### Stated exercise:
Gather every line below that contains the word "tree" and copy each one in full.

### Task input:
************
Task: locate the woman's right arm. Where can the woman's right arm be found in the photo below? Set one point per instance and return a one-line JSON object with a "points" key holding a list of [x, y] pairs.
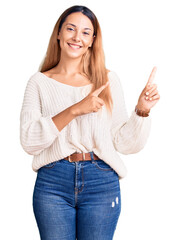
************
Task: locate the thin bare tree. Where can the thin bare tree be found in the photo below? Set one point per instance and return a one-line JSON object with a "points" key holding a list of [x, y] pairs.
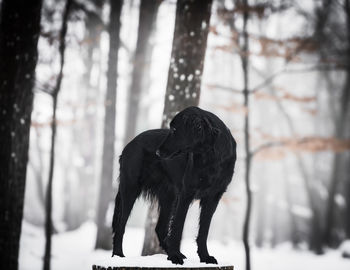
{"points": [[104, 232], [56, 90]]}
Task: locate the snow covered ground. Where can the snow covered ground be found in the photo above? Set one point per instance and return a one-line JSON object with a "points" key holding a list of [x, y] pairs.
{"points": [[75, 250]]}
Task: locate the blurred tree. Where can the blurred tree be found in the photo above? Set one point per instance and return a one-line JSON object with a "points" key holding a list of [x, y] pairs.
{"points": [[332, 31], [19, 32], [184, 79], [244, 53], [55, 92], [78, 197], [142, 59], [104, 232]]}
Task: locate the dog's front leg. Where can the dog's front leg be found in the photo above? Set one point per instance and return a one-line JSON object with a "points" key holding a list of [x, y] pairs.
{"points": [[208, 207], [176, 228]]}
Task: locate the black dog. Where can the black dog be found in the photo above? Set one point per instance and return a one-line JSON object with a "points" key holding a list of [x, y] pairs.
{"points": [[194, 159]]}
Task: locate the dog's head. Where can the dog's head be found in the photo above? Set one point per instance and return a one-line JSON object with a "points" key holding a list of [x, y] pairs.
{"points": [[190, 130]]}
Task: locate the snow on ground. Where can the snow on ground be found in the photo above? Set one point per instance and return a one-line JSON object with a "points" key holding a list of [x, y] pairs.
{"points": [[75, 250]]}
************
### Answer for this exercise:
Task: locate the thin bare tree. Where can the thin bare tree be found in the photo below? Set one point per instance and return a one-line JSON object with a "points" key holding a list of [x, y] pairs.
Task: locate the blurred tree. Where can the blurred tree be found in the photo above? Set one point per instance and return a one-line JSON object with a "points" key holding a list of [x, y] pairs.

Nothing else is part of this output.